__Source extract__
┌──

14. The  abovementioned  circumstantial  evidence  was  supported  with  the
   statement of Raj Singh (PW-15), that when he was visiting his brother the
   deceased on January 24, 1997 after  the  deceased  had  left,  the  three
   accused came to  the  deceased’s  house  and  enquired  about  him  after
   disclosing their names. Before discussing the admissibility of  the  said
   statement, we would refer to the  landmark  decision  of  this  Court  in
   Sharad  Birdichand  Sarda  vs.   State   of   Maharashtra[7]    regarding
   circumstantial evidence, where this Court held regarding the question  of
   the accused last seen with the deceased held that where it is natural for
   the deceased  to  be  with  the  accused  at  the  material  time,  other
   possibilities must be excluded before an adverse inference can be  drawn.
   It is evident from the  above  that  this  Court  refrains  from  drawing
   adverse inferences in a factual matrix which points out toward the  guilt
   of the accused. Thus, we will consider the statement of Raj Singh also in
   the same light. As per the statement of Raj Singh, the three accused  had
   come asking for the deceased but in the absence  of  other  corroborating
   evidence and independent evidence, it is not established that the accused
   appellants had abetted the co-accused Sanjay in  the  commission  of  the
   crime. Also it can be the defence’s case that the said statement has been
   added as an afterthought to strengthen the case of  the  prosecution.  We
   have found no material on record which corroborated the statement of  Raj
   Singh who is an  interested  witness.  Furthermore,  there  is  no  other
   evidence which indicates or  established  the  presence  of  the  accused
   appellants near the place of commission of crime. Also, as noted  by  the
   Trial Court in the trial of  Badal,  no  footprints  were  found  in  the
   surrounding Kutcha area where the body of the deceased was found.


15. We have noticed in the case of Madhu vs. State of Kerala  (supra)  facts
   of which were discussed earlier, that this Court inspite  of  the  factum
   that the accused were sighted close to the place of occurrence at  around
   the  time  of  occurrence  reversed  the  conviction  as  guilt  was  not
   established. In the present factual matrix,  it  is  only  an  interested
   witness stating that the accused had come asking for the  deceased.  This
   factum alone does not establish guilt as no other evidence is found  that
   they were near the Bizdipur area where the crime  was  committed  or  had
   visited the house of the deceased. For  establishing  the  guilt  on  the
   basis of circumstantial evidence, it is also to  be  taken  into  account
   that the chain of circumstantial evidence must be completed.  It  appears
   from the facts that the said chain of circumstantial evidence  cannot  be
   concluded in the manner  sought  to  be  done  by  the  prosecution.  The
   circumstances must be conclusive in nature. In the  instant  case,  after
   analysing the facts, it appears to us that there is  a  gap  between  the
   circumstances tried to be relied upon to hold the appellants  as  guilty.

└──

__Records provided__
┌──

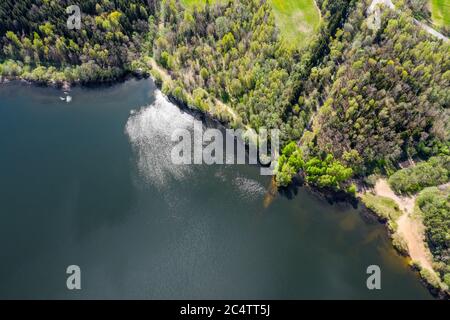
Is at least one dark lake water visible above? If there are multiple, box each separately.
[0,80,431,299]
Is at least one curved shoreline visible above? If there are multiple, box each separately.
[0,73,444,299]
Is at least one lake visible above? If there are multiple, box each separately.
[0,79,432,299]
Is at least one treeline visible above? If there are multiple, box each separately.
[0,0,157,82]
[304,2,450,175]
[389,156,450,194]
[153,0,311,143]
[416,187,450,290]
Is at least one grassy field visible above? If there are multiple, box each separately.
[430,0,450,27]
[269,0,320,47]
[181,0,320,47]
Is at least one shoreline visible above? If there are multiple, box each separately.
[0,74,444,300]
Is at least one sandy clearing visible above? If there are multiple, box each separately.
[374,179,434,273]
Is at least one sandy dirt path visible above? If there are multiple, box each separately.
[374,179,434,272]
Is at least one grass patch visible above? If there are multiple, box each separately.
[361,193,403,231]
[181,0,320,47]
[269,0,320,47]
[430,0,450,27]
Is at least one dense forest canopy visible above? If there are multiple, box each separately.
[0,0,450,188]
[0,0,156,82]
[0,0,450,294]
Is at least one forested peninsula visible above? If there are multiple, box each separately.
[0,0,450,298]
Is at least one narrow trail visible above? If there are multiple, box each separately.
[374,179,434,273]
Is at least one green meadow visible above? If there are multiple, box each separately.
[430,0,450,27]
[181,0,320,47]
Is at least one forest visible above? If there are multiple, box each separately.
[0,0,450,296]
[0,0,156,83]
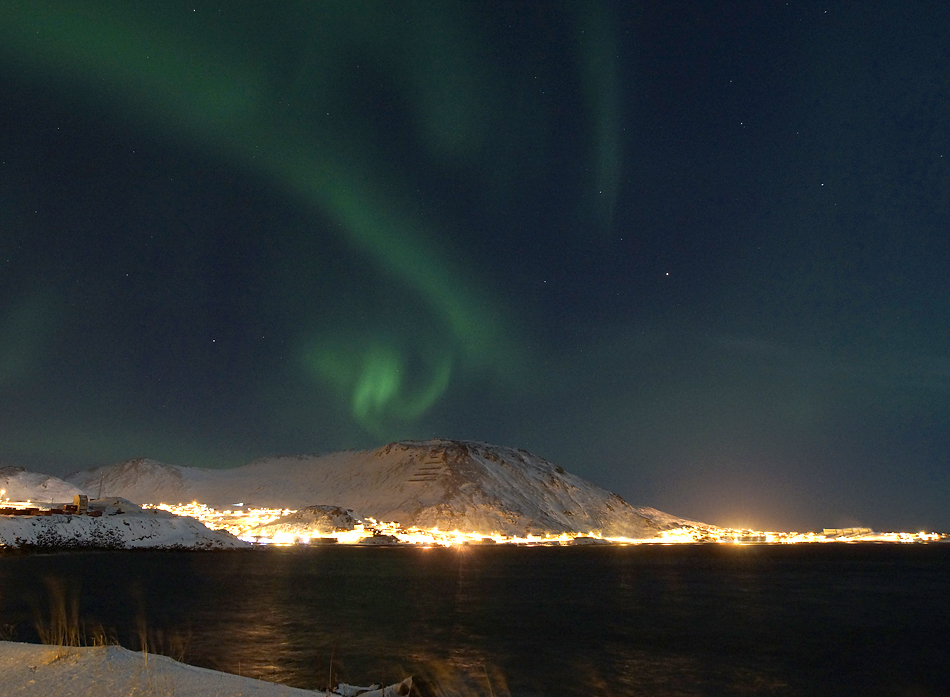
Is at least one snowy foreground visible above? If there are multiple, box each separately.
[0,499,249,549]
[0,641,415,697]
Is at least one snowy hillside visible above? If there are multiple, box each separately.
[0,467,83,503]
[67,440,687,538]
[0,499,247,549]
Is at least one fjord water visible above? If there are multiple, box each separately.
[0,544,950,696]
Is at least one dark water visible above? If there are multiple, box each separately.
[0,544,950,697]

└──

__Direction__
Could you carry on the court judgment on the circumstantial evidence against the accused appellants, picking up right after its final sentence? The records come from a different source than the judgment text.

__Written response__
16. Thus, we find many loopholes in the case of the prosecution and  grounds
   on which the High Court has convicted the accused  appellants.  We  would
   refer to the  decision  of  this  Court  in  Munish  Mubar  v.  State  of
   Haryana[8] wherein Dr. Justice Chauhan  has  very  aptly  and  succinctly
   stated the following:






      “The circumstantial evidence is a close companion of  factual  matrix,
      creating a fine network through which there can be no escape  for  the
      accused, primarily because the said facts, when taken as a  whole,  do
      not permit us to arrive at any other inference but one indicating  the
      guilt of the accused.”












A court has to examine the entire evidence in  its  entirety  especially  in
case of circumstantial evidence and ensure that  the  only  inference  drawn
from the evidence is the guilt of the accused. If more  than  one  inference
can be drawn then the accused must have the benefit of doubt as  it  is  not
the court’s job to assume and only when guilt  beyond  reasonable  doubt  is
proved then it is fair to record conviction.





17. In case of circumstantial evidence, each  circumstance  must  be  proved
   beyond reasonable doubt by independent evidence, and the circumstances so
   proved must form a complete chain without giving any chance of surmise or
   conjecture and must also be consistent with the  guilt  of  the  accused.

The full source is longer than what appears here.